-- EXTRACT TO READ start --

POCSO Act: Landmark Cases and amendment

8 Sep 2022  Read 57558 Views

As much as it is depressing to see the increase in the number of sexual assault cases against children in India, the stronger the need is felt to deliver justice to the victims at the earliest. In our country, the legislation governing sexual offenses with children is the POCSO Act which provides stringent punishment for the offenders. As per the government report, around 23% of girls in India are sexually abused or harassed before 18 years of age. In most cases, the parents do not complain because the abuser is known to them. 

Although the Convention on the Rights of the Child was adopted by the United Nations in 1989, the offenses against children were not redressed by any legislation in India until 2012. So, in 2012 the Protection of Children from Sexual Offences Act was passed to protect children from all forms of sexual abuse. It provided stringent punishments for committing offenses against children ranging from a minimum of 20 years of imprisonment to the death penalty in case of aggravated penetrative sexual assault. This article will discuss the POCSO Act, 2012, its scope, the 2019 amendment, and the landmark cases. Let’s get started.

Scope of the POCSO Act, 2012

In India, the POCSO Act 2012 is not the only legislation that deals with child sexual abuse cases. POCSO stands for the protection of children from sexual offences. The POCSO Act cannot be called a complete criminal code in itself; the provisions of the Code of Criminal Procedure, 1973, Indian Penal Code, 1860, Juvenile Justice Act, 2015, and Information Technology Act, 2000 encapsulate the procedure and specify the offenses. 

Essential features of the POCSO Act, 2012

Some of the salient features of the POCSO Act are herein mentioned:

  • Victim’s identity to be kept confidential: Section 23 of the POCSO Act specifies the media procedure and imposes the duty to maintain the victim’s (child) identity unless the Special Court has allowed the disclosure. 

Clause (2) of this section states that “no reports in any media shall disclose the identity of a child including his name, address, photograph, family details, school, neighbourhoodS and any other particulars which may lead to the disclosure of the identity of the child.” 

In Bijoy @ Guddu Das v. The State of West Bengal (2017), the Calcutta High Court reiterated the law under Section 23. It declared that any person, including a police officer, shall be prosecuted if he/ she commits such a breach. 

  • Gender-neutral provisions: Unlike IPC, the POCSO Act does not differentiate between victims and perpetrators based on gender. This no doubt overcomes one of the biggest problems of the Indian Penal Code. The definition of a child includes anyone below 18 years of age.

-- EXTRACT TO READ end --
-- EXTRACTED DATA start --

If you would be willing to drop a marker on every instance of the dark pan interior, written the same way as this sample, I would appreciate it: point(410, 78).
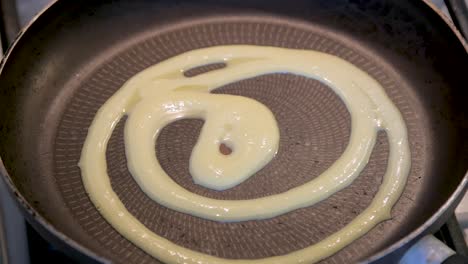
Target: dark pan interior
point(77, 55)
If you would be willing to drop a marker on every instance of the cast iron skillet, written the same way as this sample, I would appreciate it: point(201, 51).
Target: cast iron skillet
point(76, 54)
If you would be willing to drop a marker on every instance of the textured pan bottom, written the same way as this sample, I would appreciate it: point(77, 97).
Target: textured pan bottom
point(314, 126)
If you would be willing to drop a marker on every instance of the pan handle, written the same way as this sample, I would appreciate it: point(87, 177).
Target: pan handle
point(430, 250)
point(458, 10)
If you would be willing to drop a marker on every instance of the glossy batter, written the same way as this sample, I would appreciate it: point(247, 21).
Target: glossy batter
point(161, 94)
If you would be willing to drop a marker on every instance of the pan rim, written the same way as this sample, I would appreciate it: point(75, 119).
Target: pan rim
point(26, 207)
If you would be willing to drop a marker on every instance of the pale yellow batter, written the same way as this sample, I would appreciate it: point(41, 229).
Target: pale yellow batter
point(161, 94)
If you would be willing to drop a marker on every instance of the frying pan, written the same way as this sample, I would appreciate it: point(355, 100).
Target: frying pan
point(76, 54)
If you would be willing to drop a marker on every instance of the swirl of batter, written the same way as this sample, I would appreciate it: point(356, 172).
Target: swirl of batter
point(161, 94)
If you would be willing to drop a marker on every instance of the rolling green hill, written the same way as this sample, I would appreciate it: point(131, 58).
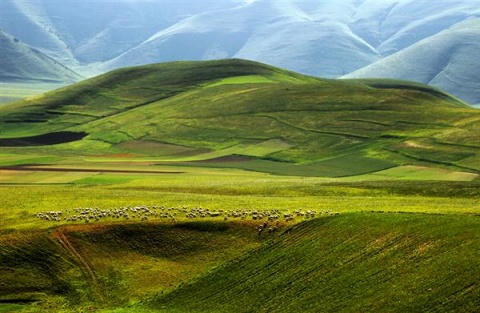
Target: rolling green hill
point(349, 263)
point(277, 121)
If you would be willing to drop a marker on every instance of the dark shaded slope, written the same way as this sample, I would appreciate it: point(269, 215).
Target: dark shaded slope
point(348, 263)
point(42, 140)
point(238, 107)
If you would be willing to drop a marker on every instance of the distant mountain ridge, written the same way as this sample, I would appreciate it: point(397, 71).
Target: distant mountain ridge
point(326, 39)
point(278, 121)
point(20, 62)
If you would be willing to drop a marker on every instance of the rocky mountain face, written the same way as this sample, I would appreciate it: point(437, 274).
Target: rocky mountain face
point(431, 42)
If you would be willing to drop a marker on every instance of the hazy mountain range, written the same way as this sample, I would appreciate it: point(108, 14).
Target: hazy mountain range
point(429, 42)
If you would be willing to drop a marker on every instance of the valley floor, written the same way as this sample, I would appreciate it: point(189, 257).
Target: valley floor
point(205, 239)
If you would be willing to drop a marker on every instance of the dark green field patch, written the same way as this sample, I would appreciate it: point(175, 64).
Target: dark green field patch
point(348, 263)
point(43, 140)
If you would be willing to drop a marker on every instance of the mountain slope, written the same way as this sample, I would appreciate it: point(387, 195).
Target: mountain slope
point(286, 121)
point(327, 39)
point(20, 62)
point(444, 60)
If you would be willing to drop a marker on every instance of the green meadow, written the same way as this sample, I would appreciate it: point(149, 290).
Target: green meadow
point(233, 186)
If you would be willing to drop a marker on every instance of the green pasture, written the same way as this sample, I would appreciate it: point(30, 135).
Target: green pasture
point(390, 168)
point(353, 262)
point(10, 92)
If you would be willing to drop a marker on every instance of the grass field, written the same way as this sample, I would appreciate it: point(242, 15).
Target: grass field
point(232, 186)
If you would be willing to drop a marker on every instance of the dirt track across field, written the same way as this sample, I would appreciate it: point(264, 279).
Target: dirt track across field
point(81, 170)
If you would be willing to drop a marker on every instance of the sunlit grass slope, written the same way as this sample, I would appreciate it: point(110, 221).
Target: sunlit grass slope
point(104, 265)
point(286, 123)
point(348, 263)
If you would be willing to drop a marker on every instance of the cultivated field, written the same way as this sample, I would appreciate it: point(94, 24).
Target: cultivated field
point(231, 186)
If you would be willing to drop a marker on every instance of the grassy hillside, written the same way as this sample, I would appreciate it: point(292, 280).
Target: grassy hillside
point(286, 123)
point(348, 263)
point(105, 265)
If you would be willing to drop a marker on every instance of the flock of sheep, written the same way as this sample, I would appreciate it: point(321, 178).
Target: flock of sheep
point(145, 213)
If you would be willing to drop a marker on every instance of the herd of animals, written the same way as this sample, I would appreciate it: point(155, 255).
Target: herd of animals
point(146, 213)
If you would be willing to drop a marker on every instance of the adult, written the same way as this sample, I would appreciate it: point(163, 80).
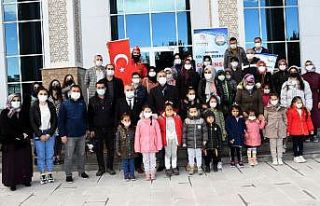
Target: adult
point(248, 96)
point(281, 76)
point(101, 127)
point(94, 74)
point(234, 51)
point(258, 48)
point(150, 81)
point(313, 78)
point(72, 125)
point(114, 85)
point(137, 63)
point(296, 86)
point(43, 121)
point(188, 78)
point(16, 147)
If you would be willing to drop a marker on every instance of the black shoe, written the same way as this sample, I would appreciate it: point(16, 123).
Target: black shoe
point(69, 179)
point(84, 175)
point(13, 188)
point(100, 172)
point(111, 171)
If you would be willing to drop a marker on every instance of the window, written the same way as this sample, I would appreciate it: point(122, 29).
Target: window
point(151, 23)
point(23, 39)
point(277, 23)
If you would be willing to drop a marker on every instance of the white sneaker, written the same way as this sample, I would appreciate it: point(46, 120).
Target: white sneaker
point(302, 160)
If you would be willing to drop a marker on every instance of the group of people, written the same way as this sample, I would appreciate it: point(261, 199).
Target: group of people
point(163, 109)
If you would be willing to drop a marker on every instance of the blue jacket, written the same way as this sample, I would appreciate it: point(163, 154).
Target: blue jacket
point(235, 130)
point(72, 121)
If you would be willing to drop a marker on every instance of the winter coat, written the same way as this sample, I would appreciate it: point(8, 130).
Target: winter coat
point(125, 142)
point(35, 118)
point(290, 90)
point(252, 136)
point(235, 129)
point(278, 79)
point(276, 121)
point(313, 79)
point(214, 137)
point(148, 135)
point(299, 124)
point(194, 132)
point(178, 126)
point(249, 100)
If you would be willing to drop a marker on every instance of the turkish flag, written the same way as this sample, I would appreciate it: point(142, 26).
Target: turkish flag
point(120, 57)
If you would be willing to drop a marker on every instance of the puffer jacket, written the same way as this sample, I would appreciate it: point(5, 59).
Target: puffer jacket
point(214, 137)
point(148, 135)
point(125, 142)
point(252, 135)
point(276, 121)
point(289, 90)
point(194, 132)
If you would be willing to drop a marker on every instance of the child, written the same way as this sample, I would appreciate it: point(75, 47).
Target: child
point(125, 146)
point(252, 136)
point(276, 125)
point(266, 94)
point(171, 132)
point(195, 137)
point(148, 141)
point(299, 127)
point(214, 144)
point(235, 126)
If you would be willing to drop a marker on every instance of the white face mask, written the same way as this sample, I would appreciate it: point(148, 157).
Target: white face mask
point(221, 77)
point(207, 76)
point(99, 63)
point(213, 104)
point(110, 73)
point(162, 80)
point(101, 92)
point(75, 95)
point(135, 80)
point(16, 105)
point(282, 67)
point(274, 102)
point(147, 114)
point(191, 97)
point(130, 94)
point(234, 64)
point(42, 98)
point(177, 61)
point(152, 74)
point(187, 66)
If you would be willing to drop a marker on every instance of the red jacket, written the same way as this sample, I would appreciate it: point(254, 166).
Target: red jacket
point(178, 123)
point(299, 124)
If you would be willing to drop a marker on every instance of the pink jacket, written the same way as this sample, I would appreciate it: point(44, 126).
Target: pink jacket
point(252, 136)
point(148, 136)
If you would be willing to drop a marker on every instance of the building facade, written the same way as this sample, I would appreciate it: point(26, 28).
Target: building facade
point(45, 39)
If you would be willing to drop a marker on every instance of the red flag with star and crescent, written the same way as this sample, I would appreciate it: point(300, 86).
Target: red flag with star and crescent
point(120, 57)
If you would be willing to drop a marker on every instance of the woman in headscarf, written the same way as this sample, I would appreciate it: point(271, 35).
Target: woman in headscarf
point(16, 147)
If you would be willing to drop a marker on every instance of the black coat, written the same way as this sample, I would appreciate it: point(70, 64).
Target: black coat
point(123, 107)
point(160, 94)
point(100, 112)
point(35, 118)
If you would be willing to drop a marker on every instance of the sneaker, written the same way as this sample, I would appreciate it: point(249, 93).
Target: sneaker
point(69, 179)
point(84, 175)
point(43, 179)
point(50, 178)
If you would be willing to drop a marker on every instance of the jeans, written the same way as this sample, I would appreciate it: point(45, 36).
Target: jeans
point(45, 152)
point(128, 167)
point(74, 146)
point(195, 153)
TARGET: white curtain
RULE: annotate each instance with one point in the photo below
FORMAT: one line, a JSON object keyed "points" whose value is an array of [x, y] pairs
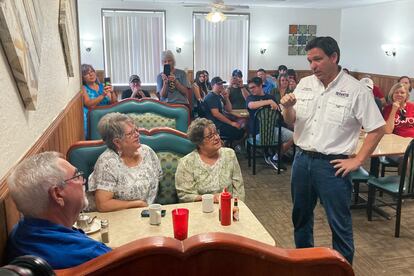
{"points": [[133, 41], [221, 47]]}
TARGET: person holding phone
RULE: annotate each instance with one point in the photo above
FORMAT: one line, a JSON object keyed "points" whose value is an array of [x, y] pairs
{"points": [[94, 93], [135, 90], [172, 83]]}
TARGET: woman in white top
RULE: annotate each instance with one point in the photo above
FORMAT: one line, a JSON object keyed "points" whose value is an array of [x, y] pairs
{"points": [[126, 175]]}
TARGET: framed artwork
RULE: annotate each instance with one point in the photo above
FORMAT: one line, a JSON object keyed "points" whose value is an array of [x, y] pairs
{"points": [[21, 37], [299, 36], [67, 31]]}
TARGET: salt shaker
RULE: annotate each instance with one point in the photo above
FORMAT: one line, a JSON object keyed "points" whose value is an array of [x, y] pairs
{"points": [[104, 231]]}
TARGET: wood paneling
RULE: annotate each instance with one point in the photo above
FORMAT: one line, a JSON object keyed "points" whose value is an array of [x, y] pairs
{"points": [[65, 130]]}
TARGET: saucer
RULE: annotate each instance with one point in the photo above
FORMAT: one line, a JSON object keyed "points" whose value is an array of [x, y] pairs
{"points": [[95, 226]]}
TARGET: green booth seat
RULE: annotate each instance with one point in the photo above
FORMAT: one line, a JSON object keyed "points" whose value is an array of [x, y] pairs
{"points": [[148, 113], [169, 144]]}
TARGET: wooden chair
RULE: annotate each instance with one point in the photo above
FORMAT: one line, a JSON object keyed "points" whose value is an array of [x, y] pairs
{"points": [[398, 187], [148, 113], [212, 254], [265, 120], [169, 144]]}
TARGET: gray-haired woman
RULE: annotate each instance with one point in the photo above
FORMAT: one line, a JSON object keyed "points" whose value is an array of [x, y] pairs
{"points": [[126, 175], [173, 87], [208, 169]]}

-- EXTRACTED DATA end --
-- EXTRACTED DATA start --

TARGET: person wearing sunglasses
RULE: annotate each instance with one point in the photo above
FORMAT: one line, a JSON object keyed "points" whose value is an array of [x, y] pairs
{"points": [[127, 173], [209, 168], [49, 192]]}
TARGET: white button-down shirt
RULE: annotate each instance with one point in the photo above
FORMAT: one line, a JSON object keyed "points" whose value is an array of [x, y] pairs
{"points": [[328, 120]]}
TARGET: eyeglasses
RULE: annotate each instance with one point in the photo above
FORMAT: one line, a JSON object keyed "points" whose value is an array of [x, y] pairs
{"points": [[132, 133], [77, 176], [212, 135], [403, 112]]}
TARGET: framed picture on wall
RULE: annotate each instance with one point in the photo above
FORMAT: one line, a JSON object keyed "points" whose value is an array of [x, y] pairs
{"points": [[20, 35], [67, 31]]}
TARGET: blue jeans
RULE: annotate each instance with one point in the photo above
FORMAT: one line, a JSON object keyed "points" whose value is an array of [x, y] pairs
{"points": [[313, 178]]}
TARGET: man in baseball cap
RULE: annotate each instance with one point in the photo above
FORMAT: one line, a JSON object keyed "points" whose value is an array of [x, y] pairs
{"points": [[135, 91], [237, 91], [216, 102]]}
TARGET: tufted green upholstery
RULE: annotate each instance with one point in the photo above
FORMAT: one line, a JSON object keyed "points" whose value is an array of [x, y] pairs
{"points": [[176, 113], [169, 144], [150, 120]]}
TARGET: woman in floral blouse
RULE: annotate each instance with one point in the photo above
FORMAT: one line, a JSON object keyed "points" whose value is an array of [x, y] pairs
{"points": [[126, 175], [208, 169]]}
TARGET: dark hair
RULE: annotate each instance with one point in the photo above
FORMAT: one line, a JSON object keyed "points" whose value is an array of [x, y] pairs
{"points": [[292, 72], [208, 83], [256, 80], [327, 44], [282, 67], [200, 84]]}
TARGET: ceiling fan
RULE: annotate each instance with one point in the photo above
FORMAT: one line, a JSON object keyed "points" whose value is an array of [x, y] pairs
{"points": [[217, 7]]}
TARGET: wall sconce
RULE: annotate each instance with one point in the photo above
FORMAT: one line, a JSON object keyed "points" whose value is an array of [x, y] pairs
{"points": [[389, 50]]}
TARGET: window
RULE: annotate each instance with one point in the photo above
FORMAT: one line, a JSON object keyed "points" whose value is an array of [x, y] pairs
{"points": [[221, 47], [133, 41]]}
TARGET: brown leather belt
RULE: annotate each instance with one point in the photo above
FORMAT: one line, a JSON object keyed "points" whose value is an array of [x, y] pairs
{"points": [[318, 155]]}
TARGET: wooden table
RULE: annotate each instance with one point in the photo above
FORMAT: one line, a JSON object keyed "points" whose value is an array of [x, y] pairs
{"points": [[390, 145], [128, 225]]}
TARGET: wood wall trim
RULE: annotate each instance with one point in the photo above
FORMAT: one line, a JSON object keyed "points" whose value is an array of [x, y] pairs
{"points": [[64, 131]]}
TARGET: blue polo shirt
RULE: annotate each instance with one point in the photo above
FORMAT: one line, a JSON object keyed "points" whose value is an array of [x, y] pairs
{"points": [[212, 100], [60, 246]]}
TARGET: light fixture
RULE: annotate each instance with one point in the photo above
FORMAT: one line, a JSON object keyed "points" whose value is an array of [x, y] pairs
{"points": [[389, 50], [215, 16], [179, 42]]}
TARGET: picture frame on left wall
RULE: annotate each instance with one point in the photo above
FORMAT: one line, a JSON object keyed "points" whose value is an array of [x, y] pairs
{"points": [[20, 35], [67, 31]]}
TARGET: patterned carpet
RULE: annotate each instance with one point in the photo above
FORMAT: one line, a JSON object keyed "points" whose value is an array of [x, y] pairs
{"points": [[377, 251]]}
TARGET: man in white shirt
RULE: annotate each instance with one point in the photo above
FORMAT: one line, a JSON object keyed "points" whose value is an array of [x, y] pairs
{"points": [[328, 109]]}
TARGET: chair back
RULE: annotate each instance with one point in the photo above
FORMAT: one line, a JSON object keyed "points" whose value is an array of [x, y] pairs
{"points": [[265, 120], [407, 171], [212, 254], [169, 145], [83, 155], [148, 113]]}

-- EXTRACTED DATA end --

JOBS:
- A) In the article on the POCSO Act, which court reiterated the law under Section 23 in Bijoy @ Guddu Das v. The State of West Bengal (2017)?
- B) Extend the article on the POCSO Act, picking up after its final sentence.

RESPONSES IN ORDER:
- A) The Calcutta High Court.

- B)
  • Mandatory reporting of child abuse: Sexual abuse cases usually happen behind closed doors, and people try to hide these incidents. To implement the POCSO Act, reporting these incidents by third parties has been necessary under Sections 19 to 22 of the POCSO Act. 

What is the POCSO Amendment Act 2019?

To make punishments for sexual offenses against children more stringent, the amendment to the POCSO Act was made in the year 2019 to protect children from sexual assault and sexual harassment. The features of this amendment are:

  • The act makes offenses against children gender-neutral.

  • The definition of ‘Sexual Assault’ has been extended to incorporate the administration of hormones or chemical substances to children to attain early sexual maturity for penetrative sexual assault.

  • The Act defines child pornography as any visual depiction of sexually explicit conduct involving a child, including photographs, video, digital, or computer-generated images indistinguishable from an actual child. 

  • The Act is critical as it clearly defines child pornography and makes it punishable.

  • The amendments also penalize the transmitting of pornographic material to children and propose synchronizing it with the IT Act. 

  • The Act enhances punishment for sexual offenses against children with a provision for the death penalty.

  • One most important features is that those committing penetrative sexual assaults on a child below 16 years of age would be punished with imprisonment up to 20 years, extending to life imprisonment and a fine.

  • In aggravated penetrative sexual assault cases, the act increases the minimum punishment from 10 to 20 years and the maximum punishment to the death penalty.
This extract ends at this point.